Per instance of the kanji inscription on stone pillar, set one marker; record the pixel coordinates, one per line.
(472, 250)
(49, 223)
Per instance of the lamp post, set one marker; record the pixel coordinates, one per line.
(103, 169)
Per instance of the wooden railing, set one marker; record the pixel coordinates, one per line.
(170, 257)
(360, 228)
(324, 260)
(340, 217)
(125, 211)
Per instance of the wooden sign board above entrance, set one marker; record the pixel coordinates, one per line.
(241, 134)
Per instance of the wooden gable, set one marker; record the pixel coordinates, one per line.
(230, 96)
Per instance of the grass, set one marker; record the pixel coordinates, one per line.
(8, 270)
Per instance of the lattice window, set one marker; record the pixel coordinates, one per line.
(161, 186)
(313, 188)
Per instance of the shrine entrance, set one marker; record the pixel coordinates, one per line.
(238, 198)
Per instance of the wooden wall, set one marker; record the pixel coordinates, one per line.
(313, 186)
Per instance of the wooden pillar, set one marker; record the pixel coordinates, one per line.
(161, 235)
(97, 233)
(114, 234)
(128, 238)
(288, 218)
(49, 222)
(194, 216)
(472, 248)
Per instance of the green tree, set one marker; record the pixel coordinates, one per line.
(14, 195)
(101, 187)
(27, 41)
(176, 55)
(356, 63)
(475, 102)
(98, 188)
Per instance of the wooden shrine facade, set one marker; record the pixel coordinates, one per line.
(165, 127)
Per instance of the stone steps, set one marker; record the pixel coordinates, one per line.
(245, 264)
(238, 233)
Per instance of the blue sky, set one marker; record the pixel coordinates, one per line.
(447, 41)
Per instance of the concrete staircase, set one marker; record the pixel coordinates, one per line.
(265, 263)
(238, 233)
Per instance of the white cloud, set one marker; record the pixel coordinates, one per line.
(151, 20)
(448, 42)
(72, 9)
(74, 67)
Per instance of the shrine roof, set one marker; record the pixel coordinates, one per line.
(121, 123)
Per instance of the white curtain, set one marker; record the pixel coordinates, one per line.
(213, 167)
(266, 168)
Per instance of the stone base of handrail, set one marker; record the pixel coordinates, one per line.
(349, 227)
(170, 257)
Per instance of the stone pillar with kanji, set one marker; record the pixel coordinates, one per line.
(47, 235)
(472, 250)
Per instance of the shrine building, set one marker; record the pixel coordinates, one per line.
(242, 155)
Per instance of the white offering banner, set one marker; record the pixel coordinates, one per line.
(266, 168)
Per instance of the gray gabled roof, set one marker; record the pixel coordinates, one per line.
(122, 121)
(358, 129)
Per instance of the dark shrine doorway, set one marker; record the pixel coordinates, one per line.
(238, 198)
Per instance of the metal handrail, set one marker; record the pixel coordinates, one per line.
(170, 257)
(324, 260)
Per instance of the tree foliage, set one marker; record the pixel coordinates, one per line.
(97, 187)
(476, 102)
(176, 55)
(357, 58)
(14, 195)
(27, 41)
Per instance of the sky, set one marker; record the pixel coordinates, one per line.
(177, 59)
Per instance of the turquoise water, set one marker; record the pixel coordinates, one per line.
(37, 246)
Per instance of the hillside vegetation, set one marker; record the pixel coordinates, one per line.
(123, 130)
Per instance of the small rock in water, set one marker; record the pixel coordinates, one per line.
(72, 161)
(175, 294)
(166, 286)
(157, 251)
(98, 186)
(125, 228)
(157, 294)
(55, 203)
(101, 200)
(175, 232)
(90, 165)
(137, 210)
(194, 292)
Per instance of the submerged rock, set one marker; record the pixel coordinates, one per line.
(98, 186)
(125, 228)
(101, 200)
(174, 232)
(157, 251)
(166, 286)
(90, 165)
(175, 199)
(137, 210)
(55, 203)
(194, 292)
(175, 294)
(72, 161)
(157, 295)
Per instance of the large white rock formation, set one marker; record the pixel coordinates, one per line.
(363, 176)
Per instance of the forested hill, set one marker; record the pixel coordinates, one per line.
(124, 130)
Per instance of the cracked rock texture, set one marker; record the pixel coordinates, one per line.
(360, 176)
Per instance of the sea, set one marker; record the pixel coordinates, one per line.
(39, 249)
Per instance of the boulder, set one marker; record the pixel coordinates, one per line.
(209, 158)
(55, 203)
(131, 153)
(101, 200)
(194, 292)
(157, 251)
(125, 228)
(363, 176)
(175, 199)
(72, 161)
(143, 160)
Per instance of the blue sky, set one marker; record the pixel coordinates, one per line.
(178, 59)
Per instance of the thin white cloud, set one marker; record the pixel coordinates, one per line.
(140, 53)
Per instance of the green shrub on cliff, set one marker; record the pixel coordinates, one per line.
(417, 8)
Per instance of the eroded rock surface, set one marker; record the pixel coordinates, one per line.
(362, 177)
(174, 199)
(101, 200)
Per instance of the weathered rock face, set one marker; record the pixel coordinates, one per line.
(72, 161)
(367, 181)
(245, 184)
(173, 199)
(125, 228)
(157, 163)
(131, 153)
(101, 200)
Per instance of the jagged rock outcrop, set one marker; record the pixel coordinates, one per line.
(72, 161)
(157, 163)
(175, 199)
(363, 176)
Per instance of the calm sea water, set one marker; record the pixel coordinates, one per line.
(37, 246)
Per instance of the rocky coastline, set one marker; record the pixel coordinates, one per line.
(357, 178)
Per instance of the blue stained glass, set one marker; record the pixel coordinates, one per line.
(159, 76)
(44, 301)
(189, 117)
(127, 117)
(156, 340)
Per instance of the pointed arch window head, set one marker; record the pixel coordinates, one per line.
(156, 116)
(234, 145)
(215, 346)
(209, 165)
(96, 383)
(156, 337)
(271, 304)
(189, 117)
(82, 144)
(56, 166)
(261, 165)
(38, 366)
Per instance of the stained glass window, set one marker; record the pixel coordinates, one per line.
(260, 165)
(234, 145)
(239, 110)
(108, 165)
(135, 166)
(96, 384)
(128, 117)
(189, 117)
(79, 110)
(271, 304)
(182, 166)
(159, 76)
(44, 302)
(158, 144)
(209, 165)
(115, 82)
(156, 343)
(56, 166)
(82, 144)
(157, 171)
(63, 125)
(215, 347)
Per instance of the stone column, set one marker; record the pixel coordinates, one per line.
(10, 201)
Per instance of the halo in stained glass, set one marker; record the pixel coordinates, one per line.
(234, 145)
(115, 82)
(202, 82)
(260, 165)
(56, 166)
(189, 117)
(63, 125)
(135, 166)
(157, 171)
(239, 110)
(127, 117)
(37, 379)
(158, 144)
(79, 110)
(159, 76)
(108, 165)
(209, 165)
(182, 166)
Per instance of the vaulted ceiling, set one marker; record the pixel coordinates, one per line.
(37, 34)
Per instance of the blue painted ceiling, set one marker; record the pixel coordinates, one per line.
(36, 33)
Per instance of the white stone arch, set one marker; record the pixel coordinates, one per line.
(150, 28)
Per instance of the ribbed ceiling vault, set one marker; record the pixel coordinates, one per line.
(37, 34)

··········

SHORT EXERCISE: Begin at the line that has "Per instance of the calm" and stop after the last line of the data. Write out every line in that span again, shifting each pixel coordinate value in the answers up by 52.

FINAL RESULT:
Per instance of the calm sea water, set one marker; record the pixel coordinates, one per line.
(89, 298)
Per instance of the rocky coastline, set one marker; record the pixel coordinates, one per line.
(409, 230)
Per instance of the blue stained glass, set one marker; record the pixel coordinates, one per line.
(211, 128)
(96, 353)
(241, 169)
(179, 169)
(208, 392)
Per instance of the pointed arch window head, set one marker; record the pixel coordinates, one per line.
(208, 168)
(286, 197)
(267, 398)
(261, 217)
(148, 435)
(208, 389)
(323, 356)
(241, 169)
(134, 196)
(108, 218)
(313, 217)
(90, 418)
Per instance of the stained glass window, set one marker; record the pixel coordinates, one per line.
(312, 217)
(286, 197)
(291, 162)
(160, 217)
(187, 218)
(148, 436)
(180, 169)
(241, 169)
(131, 162)
(323, 356)
(234, 218)
(211, 128)
(96, 354)
(210, 196)
(261, 217)
(167, 134)
(208, 395)
(108, 218)
(134, 196)
(209, 223)
(115, 177)
(267, 399)
Per instance of the stone column, set one marker; record the pixel coordinates, one per line.
(62, 253)
Per instance of the halo in stained glass, set one marker; record the pixel coordinates, one per line.
(286, 197)
(167, 134)
(254, 134)
(312, 217)
(108, 218)
(241, 169)
(115, 177)
(187, 218)
(209, 223)
(291, 162)
(179, 169)
(89, 431)
(210, 196)
(131, 162)
(211, 128)
(160, 217)
(261, 217)
(234, 218)
Per instance of the vaulted ceiling, set one marker; record the pixel coordinates, one per line.
(89, 86)
Per instance of the blue painted ceiling, set one marker; record the pixel coordinates, one per line.
(88, 85)
Per instance of the white stone arch, set one marker; record the pixel coordinates, one per line.
(202, 80)
Per instance of the ribbed ceiling vault, set one marker; record the pixel coordinates, one per line.
(89, 86)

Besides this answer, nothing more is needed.